### Exercise directions
Give back every entry below, unchanged.

___ Supplied entries

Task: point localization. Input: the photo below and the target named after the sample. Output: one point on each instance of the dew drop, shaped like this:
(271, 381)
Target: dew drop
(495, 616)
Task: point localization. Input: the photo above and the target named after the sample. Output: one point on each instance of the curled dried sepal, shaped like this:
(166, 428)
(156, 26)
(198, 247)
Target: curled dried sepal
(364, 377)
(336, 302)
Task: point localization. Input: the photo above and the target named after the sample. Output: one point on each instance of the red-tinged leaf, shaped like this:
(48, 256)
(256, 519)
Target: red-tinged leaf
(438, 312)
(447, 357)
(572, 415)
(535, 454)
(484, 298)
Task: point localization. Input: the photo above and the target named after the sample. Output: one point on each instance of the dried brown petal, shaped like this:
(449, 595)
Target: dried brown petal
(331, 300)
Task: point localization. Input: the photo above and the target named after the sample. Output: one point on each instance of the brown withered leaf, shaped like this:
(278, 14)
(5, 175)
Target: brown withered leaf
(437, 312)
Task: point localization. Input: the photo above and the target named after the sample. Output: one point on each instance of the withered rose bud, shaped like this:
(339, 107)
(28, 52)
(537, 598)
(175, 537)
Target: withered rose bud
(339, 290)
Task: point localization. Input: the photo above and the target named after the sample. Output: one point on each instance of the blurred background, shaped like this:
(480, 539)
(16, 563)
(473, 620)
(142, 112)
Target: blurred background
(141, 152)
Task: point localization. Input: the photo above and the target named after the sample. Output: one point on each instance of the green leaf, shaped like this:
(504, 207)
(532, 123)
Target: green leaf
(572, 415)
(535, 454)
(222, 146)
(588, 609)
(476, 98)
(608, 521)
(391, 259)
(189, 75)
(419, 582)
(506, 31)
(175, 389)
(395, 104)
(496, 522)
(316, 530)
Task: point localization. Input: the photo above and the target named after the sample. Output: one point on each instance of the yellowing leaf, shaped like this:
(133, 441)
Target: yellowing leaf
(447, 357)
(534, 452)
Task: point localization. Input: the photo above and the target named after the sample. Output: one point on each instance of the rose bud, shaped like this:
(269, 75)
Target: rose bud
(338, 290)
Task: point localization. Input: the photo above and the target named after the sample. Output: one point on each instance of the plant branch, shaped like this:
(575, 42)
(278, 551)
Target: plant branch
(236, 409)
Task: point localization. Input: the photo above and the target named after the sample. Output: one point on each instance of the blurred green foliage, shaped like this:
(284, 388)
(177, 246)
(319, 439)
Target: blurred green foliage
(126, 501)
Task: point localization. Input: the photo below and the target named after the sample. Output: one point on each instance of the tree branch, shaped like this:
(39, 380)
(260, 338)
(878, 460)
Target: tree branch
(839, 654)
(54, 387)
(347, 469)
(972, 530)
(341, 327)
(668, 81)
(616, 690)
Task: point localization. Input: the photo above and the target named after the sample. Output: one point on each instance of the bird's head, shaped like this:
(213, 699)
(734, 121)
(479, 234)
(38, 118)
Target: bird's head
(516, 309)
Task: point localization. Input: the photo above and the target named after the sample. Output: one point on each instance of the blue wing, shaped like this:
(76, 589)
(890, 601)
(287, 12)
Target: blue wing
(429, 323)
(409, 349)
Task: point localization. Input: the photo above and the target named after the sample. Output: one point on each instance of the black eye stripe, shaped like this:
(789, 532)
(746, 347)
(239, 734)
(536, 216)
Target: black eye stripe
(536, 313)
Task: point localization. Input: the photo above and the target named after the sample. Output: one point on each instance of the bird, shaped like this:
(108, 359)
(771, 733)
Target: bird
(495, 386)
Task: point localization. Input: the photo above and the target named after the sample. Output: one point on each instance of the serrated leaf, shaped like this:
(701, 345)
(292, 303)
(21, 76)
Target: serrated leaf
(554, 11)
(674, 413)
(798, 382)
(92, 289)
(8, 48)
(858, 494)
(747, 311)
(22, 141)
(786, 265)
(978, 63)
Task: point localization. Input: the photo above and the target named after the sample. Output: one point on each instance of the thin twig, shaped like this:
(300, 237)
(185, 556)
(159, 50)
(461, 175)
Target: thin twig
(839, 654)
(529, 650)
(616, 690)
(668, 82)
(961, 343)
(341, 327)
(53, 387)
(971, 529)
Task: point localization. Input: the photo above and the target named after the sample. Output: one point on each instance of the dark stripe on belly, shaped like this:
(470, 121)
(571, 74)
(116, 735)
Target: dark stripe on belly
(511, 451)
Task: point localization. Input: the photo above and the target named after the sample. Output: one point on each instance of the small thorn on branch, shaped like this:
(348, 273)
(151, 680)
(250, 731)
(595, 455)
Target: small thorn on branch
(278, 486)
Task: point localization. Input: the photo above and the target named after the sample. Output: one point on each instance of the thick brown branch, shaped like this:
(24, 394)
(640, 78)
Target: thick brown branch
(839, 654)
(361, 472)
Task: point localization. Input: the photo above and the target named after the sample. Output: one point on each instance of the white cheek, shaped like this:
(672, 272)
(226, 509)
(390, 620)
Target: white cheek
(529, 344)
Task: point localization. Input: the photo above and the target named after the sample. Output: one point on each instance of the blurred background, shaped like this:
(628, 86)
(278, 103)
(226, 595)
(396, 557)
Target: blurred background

______

### Reply to the task
Task: point localization. Input: the photo below and the target named after the sample. Output: one point on each instance of the dew drop, shaped like this:
(271, 381)
Target: dew drop
(495, 616)
Task: point localization. Input: the photo above and the target named after the sample. Output: one point on each instance of the curled dried sepal, shaped like this:
(166, 428)
(156, 26)
(198, 247)
Target: curled dried sepal
(364, 377)
(336, 302)
Task: point localization. Input: the photo above and the target named after the sample. Output: one point on each instance of the red-tinged leaf, shaped like this:
(48, 256)
(256, 519)
Target: red-tinged leaf
(438, 312)
(447, 357)
(572, 415)
(535, 454)
(484, 298)
Task: point localization. Input: the photo above and the target named after the sample. Output: one point on each instance of the dried brown petal, shaped like this:
(449, 595)
Target: dried brown petal
(331, 300)
Task: point localization. Input: the photo above and the target named after the sample. Output: one point on each instance of the brown withered leaf, shaped like this:
(278, 14)
(5, 175)
Target: brown withered leaf
(437, 312)
Task: point localization. Input: the photo above and the target named after the sample. Output: one point on each instance of the withered rose bud, shaped like this:
(339, 107)
(28, 52)
(537, 598)
(175, 537)
Target: withered rose bud
(339, 290)
Task: point localization. Input: the photo above and the target named after the sample. Output: one point on each instance of the blurred background, shaped like this:
(480, 539)
(16, 563)
(473, 620)
(142, 112)
Target: blurred background
(141, 152)
Task: point localization. Input: the photo above and the target named after the sample. Output: one point on each instance of the green leaf, shaped like this:
(504, 207)
(532, 123)
Target: green leaf
(572, 415)
(535, 454)
(222, 146)
(588, 609)
(476, 98)
(608, 521)
(391, 259)
(189, 75)
(419, 582)
(506, 31)
(175, 389)
(395, 104)
(496, 522)
(316, 530)
Task: point localization. Input: the photo above and the target named after the sample. Output: one point on each instance of the yellowing leaf, shaped like this:
(133, 441)
Target: yellowing leaf
(447, 357)
(534, 452)
Task: point localization. Input: the photo above and the target named after the sample. Output: one point on each instance of the rose bud, shaped like this:
(269, 75)
Target: rose bud
(338, 290)
Task: point localization. Input: the photo above and the target named after the sample. Output: one point on each instance of the plant branch, shaped like this:
(575, 42)
(278, 551)
Target: plant branch
(236, 409)
Task: point localization. Input: the photo above and the target named after the sample. Output: one point on each instance of the blurred green foliage, shaped like this:
(284, 388)
(177, 246)
(319, 439)
Target: blurred green foliage
(126, 501)
Task: point localization. Input: the photo below and the target named after the sample. Output: one point on each instance of the tree branch, shaped like this:
(39, 380)
(260, 338)
(878, 460)
Target: tree branch
(839, 654)
(54, 387)
(347, 469)
(972, 530)
(341, 327)
(668, 81)
(616, 690)
Task: point localization. Input: the photo above and the target named after the sample. Output: one point on each instance of the bird's head, shaped like this:
(213, 699)
(734, 121)
(479, 234)
(38, 118)
Target: bird's head
(516, 309)
Task: point localization. Input: the photo above and the target named after the sample. Output: one point on each instance of the blue wing, shaped like this:
(76, 589)
(890, 601)
(287, 12)
Target: blue wing
(429, 323)
(409, 349)
Task: point localization. Input: the photo above and the target named after the sample. Output: one point on each instance of the black eye stripe, shaped like this:
(789, 532)
(746, 347)
(239, 734)
(536, 216)
Target: black eye stripe
(536, 313)
Task: point localization. Input: the photo above and the target named after the sample. Output: one point on each instance of the bird, shaped like this:
(108, 359)
(771, 733)
Target: bird
(495, 386)
Task: point localization. Input: the photo above and the target named after the sample. Output: one point on each instance of the serrated leaf, shaped like this:
(701, 345)
(292, 303)
(21, 76)
Target: serrated leaf
(554, 11)
(674, 413)
(798, 382)
(92, 289)
(8, 48)
(858, 494)
(747, 311)
(22, 141)
(786, 265)
(978, 63)
Task: point localization. Input: the photo above and the target named after the sample. Output: one point on each instance of the thin twig, shaped like this:
(300, 237)
(185, 556)
(159, 50)
(461, 175)
Target: thin twig
(839, 654)
(529, 650)
(616, 690)
(668, 82)
(961, 343)
(341, 327)
(53, 387)
(971, 529)
Task: point localization. Input: the photo above and the target named after the sample. Output: one point on each instance of the dark stripe on belly, shaped like this:
(470, 121)
(571, 74)
(116, 735)
Target: dark stripe on belly
(511, 451)
Task: point localization. Input: the photo above and the target named after the sample. Output: one point on each instance of the small thorn on branch, shaped like this:
(348, 273)
(151, 680)
(250, 731)
(595, 455)
Target: small thorn on branch
(278, 486)
Task: point localization. Input: the photo above and the target named after the sample. Output: one point on each instance of the thick brown branch, shaped like this:
(24, 394)
(640, 78)
Target: thick brown branch
(839, 654)
(361, 472)
Task: point localization. Input: the photo above and the target named after the sample. Output: one point on each instance of the white cheek, shaped like this:
(672, 272)
(226, 509)
(390, 620)
Target: white cheek
(529, 344)
Task: point localization. Input: the photo above and the target named after the sample. Output: one point on each instance of the blurred background, shaped like this:
(628, 86)
(278, 103)
(226, 595)
(396, 557)
Target: blurred background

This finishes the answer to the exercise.